- **Information shown**:
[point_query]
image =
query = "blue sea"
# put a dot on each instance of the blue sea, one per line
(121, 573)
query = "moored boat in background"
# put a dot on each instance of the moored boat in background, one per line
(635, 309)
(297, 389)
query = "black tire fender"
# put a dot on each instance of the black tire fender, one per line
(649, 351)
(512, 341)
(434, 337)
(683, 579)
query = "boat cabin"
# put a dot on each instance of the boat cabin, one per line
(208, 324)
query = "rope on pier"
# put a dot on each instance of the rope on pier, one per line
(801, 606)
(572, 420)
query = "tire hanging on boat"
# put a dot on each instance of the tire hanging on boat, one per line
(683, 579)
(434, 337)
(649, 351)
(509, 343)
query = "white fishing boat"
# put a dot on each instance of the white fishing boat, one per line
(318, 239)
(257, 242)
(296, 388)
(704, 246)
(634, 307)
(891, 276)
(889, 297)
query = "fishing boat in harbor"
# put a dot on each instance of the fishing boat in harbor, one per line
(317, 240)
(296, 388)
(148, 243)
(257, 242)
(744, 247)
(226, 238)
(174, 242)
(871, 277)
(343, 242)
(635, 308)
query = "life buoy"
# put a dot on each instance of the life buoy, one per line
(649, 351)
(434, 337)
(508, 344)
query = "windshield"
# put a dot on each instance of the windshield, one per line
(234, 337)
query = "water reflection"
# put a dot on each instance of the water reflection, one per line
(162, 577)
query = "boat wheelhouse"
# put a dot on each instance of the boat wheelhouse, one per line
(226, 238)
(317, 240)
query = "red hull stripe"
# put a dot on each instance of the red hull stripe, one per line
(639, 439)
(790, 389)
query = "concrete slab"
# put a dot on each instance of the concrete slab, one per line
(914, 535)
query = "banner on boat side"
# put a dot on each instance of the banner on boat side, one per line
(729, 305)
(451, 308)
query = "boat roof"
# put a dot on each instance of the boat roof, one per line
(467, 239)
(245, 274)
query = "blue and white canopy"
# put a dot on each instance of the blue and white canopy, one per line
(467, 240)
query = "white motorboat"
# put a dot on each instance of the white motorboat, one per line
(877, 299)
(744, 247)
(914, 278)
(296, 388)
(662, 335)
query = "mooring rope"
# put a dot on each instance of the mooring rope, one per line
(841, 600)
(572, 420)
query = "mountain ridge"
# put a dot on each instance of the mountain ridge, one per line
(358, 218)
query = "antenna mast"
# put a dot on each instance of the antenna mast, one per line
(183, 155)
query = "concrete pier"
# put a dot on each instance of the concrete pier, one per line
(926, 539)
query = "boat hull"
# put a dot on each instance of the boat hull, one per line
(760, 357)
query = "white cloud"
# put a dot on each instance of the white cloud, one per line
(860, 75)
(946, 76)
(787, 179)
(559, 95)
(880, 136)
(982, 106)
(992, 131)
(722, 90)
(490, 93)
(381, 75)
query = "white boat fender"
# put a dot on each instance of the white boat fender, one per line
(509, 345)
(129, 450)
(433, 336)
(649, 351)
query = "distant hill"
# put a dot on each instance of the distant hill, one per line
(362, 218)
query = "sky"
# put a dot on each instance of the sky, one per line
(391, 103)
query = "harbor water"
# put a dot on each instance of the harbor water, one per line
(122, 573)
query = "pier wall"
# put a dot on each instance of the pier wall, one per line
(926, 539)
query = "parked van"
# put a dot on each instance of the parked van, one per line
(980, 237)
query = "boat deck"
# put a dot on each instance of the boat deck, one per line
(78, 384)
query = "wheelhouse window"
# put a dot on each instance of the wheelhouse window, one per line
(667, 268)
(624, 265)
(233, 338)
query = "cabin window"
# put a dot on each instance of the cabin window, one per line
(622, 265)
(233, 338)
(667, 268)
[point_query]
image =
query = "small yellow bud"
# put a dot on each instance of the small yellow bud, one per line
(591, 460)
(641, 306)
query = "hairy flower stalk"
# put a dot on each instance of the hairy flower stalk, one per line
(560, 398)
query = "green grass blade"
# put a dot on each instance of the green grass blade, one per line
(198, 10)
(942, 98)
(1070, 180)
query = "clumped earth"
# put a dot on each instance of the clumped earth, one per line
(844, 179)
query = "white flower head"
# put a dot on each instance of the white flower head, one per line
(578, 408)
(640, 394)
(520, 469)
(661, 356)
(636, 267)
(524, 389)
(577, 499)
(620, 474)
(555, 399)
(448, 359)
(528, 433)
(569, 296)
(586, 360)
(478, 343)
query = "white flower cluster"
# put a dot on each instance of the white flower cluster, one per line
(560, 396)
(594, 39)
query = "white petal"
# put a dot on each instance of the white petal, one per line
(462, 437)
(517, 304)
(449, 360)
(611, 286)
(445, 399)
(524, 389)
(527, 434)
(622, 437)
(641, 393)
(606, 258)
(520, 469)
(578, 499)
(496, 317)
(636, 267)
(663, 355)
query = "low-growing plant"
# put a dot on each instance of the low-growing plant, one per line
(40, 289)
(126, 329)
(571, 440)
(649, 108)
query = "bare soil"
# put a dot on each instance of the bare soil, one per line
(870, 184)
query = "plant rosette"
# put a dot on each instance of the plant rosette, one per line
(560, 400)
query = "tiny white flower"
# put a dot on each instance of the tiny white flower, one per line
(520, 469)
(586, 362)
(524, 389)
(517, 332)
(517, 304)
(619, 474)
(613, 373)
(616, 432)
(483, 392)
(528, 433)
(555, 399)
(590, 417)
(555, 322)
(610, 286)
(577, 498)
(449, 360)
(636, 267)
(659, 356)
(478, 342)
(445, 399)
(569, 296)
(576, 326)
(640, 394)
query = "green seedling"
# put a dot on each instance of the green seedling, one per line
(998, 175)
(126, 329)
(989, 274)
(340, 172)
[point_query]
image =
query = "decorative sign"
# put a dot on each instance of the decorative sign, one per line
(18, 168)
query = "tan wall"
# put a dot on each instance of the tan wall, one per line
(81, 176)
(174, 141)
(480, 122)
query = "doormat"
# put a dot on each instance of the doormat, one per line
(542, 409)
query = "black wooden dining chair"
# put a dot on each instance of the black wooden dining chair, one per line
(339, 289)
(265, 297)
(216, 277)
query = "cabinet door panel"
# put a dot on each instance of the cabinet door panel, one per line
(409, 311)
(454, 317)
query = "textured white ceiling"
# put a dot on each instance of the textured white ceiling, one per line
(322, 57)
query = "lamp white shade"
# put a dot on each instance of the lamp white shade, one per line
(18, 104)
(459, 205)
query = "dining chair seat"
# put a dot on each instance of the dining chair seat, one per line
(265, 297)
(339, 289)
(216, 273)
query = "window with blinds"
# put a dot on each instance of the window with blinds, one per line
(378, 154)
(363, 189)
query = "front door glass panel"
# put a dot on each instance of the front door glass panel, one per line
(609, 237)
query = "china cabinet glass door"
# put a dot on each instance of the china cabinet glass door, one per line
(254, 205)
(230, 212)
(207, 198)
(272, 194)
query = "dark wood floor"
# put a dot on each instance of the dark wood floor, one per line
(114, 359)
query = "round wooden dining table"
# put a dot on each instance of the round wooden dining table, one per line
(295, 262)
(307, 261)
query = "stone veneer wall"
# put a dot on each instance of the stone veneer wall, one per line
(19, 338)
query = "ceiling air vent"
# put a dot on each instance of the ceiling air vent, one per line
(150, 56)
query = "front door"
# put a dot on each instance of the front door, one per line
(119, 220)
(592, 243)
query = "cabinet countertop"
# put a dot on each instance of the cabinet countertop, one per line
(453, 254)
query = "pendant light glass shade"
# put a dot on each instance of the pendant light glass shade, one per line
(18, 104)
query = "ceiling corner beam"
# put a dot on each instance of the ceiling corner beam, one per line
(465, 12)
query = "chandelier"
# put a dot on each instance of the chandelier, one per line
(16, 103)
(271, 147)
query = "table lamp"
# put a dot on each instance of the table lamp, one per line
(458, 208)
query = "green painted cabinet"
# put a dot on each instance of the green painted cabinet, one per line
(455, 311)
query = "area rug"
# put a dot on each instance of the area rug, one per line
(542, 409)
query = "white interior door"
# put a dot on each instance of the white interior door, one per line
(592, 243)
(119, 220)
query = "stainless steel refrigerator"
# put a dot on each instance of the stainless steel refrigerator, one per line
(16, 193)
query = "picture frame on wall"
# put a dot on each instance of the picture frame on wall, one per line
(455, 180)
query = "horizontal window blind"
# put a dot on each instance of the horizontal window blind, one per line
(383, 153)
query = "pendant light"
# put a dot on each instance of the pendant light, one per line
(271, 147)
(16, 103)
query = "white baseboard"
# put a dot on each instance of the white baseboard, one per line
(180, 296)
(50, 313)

- **What needs to be done**:
Gather each line from the entries above that contains the string "black", and copy those lines in their original order.

- **Task answer**:
query = "black tire fender"
# put a dot on each instance of the black tire fender, one per line
query = "black wooden dining chair"
# put a dot on each instance of the black wooden dining chair, one per line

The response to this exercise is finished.